**Work request**
Copy out all the lines of the data that hold the word "traffic".

**Raw data**
[Start of section]

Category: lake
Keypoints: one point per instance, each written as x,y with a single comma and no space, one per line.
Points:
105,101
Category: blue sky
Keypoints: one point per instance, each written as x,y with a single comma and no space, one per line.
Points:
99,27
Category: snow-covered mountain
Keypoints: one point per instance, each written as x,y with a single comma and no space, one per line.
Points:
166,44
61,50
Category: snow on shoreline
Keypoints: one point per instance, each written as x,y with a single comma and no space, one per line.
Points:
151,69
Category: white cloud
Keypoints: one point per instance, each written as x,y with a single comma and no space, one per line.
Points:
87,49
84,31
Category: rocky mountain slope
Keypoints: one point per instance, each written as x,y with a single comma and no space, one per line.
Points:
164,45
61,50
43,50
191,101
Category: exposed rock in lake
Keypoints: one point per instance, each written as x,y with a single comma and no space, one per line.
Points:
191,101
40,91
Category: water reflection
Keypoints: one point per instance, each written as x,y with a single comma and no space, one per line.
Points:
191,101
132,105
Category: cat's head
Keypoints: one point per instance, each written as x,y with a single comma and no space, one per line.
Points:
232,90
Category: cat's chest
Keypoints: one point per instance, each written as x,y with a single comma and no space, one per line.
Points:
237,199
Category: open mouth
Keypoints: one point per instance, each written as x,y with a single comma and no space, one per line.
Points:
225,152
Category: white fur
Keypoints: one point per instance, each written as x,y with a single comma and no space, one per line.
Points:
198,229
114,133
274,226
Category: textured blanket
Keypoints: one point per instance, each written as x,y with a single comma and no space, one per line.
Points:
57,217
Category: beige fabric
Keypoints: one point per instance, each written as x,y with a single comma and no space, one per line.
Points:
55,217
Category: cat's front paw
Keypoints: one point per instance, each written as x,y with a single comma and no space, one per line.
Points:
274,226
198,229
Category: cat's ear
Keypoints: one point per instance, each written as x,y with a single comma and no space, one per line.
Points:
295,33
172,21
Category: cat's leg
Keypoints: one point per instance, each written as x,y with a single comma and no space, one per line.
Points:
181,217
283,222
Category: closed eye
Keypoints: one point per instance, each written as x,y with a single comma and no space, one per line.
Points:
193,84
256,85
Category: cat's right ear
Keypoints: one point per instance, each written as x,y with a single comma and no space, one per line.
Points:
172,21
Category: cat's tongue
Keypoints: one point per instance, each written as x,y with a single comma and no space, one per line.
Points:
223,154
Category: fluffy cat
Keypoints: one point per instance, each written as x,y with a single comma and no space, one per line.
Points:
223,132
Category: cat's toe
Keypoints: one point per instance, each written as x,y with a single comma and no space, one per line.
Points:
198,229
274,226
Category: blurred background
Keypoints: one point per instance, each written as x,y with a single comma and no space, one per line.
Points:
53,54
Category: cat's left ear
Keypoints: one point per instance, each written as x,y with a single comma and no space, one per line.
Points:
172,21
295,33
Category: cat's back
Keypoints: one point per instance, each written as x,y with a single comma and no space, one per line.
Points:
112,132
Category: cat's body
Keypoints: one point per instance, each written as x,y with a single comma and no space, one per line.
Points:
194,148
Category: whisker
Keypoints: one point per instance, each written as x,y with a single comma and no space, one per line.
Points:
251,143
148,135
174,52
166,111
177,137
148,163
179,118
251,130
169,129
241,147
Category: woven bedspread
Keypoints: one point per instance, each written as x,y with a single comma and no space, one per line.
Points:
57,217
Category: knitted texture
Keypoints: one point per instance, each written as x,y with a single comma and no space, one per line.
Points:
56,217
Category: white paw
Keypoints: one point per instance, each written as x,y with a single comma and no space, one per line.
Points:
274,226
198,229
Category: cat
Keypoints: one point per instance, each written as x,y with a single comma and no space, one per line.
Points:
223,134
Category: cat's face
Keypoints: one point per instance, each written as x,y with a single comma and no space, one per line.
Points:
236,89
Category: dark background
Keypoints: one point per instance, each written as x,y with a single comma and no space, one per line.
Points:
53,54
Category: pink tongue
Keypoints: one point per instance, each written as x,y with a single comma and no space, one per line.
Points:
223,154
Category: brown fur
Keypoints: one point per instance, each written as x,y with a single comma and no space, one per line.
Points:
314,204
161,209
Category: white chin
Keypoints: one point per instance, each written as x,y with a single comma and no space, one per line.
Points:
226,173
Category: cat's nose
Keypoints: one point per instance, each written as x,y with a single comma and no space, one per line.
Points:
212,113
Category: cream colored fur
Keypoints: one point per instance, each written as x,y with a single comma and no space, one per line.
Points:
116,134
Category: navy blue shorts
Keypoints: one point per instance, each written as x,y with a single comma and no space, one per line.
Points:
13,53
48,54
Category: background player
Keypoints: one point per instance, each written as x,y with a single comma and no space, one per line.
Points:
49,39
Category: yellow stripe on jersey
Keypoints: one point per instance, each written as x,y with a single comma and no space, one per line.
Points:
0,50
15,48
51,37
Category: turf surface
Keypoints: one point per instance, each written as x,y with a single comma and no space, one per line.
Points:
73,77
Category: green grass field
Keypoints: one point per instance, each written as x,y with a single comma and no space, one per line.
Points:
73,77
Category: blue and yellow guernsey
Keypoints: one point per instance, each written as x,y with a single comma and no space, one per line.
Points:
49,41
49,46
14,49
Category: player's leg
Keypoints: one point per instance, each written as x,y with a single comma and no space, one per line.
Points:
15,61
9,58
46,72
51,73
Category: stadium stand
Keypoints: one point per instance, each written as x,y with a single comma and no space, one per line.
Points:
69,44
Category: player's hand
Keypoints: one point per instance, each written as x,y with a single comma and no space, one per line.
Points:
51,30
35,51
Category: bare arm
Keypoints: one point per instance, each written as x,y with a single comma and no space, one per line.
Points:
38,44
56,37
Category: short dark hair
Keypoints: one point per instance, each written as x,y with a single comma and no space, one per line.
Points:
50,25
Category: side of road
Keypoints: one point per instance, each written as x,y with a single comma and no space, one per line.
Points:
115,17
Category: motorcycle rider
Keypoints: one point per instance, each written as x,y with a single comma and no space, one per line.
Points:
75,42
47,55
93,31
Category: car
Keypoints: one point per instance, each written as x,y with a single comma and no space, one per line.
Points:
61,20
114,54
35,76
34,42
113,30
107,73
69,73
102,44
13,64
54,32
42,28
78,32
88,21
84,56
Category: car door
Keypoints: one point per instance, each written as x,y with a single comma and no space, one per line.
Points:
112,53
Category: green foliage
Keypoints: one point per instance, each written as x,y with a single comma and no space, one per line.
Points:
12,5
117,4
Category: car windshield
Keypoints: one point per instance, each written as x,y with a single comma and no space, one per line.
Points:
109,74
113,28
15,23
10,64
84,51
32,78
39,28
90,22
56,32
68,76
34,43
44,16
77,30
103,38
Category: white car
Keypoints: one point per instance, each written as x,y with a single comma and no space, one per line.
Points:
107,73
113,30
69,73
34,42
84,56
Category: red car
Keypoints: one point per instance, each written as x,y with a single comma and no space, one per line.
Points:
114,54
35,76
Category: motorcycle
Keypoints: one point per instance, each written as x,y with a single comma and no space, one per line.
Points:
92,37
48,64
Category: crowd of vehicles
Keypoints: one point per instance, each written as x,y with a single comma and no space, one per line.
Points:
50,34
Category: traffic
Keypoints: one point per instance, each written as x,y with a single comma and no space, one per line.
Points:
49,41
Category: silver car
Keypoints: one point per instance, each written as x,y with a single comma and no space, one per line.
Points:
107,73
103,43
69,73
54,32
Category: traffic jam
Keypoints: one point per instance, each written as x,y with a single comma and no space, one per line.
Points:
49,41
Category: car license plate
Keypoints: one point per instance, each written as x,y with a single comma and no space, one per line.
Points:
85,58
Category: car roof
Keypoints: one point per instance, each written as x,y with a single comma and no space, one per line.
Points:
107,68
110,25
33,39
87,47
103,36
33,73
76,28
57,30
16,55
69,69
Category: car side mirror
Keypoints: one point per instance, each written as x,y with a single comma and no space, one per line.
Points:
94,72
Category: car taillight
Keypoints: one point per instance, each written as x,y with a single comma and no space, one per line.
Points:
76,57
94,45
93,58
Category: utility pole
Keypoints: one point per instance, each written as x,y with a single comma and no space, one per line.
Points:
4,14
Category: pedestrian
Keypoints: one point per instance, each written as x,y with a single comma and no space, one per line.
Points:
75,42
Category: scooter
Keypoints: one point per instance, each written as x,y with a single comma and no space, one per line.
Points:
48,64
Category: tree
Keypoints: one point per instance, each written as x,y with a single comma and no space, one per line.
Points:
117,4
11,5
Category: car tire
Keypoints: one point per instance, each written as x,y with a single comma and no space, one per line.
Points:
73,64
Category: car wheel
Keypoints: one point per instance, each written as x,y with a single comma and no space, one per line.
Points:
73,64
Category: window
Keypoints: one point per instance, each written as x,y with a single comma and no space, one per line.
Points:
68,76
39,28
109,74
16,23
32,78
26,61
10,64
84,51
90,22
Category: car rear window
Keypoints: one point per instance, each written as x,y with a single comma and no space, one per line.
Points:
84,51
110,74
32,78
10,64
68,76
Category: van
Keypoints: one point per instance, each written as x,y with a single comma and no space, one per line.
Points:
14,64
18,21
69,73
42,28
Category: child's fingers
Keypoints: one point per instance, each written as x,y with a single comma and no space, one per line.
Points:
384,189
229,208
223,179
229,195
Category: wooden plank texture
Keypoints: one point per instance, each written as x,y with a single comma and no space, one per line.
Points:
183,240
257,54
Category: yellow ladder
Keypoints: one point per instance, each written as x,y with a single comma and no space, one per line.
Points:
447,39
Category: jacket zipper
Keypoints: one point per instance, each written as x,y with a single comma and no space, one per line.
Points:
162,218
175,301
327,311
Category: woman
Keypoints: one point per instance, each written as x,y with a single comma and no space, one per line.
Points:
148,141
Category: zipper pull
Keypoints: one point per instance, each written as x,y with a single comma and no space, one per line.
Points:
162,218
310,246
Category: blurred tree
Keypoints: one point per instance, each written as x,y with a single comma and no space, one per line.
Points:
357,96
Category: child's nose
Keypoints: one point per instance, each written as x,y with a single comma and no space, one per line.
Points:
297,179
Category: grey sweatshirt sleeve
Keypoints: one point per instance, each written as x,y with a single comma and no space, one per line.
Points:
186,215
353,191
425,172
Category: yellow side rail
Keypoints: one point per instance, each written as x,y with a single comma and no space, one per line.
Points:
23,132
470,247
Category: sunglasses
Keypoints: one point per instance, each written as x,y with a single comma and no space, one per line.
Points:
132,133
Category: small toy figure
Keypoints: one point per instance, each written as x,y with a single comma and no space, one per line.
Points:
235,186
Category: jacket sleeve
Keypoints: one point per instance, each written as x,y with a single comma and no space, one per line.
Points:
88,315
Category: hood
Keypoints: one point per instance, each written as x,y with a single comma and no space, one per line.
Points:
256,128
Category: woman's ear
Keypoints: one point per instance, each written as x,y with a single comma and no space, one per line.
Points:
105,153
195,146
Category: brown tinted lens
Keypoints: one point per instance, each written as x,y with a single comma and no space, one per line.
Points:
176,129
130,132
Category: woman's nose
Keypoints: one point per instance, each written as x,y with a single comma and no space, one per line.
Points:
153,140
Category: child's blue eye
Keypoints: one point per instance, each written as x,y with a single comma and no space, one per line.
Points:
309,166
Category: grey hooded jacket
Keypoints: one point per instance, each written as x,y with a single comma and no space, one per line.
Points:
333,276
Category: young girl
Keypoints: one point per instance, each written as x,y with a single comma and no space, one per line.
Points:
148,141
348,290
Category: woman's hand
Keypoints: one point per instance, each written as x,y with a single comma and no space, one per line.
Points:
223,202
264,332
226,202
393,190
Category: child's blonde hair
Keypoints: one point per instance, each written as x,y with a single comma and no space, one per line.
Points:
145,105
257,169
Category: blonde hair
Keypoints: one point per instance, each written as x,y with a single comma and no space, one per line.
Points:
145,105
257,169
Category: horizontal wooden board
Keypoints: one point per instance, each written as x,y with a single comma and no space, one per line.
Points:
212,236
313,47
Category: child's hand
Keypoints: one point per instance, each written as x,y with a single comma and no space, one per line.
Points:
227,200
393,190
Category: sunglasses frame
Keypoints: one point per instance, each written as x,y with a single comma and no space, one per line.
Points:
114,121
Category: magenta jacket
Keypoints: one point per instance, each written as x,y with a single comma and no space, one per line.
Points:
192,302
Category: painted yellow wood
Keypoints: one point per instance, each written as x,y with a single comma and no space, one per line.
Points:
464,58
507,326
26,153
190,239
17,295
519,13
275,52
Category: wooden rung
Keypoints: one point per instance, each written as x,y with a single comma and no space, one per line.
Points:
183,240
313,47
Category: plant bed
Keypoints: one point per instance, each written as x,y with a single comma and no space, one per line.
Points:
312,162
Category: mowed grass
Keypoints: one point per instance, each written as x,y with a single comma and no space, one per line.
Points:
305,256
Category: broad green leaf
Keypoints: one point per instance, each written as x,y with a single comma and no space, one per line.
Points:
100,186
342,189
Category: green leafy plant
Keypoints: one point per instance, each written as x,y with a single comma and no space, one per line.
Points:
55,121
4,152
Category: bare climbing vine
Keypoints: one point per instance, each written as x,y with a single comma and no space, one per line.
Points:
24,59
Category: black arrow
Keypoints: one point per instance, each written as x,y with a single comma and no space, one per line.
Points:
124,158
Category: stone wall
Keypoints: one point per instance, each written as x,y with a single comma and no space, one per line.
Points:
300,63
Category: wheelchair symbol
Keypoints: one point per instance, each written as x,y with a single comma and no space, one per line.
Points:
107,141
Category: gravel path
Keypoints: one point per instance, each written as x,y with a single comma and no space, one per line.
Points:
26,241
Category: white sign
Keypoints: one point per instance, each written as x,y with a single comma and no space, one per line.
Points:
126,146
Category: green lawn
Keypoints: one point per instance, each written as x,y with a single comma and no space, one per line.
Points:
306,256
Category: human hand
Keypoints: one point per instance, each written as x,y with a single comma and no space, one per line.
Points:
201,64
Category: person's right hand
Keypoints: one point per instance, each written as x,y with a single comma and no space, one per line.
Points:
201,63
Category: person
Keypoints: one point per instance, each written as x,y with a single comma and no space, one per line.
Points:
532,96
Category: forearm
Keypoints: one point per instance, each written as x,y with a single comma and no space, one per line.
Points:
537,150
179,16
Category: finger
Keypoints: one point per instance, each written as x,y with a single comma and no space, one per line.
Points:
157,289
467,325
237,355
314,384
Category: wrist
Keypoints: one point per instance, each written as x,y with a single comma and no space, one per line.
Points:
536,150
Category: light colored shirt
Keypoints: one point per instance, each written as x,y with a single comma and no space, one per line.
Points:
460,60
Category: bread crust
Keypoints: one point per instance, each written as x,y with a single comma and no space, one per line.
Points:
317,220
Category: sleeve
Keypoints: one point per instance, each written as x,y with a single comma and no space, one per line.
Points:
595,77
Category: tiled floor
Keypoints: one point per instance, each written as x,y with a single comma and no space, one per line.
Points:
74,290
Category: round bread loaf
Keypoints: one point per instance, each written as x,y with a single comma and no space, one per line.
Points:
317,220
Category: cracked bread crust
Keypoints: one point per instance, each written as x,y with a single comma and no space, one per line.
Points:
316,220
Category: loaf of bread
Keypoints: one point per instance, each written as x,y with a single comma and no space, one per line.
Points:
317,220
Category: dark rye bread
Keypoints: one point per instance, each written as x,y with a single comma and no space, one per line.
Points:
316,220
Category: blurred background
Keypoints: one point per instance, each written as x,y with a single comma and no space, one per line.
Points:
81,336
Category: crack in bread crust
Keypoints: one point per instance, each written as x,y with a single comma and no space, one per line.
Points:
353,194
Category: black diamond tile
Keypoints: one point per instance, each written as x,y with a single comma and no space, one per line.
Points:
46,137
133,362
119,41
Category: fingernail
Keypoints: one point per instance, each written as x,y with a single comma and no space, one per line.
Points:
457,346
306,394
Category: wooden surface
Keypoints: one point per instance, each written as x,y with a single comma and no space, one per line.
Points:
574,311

[End of section]

**Result of this task**
Category: traffic
Category: traffic jam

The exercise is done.